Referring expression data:
☆ ☆ ☆ ☆

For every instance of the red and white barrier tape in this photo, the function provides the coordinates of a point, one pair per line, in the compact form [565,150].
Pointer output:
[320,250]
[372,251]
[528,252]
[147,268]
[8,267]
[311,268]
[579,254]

☆ ☆ ☆ ☆

Without leaving anything out, transcribe the records above exactly.

For every instance of the red and white barrier tape in this photo, the function provides the coordinates of a point, one pair per line, in the compact form [565,150].
Pointer output:
[320,250]
[372,251]
[528,252]
[147,268]
[8,267]
[311,268]
[579,254]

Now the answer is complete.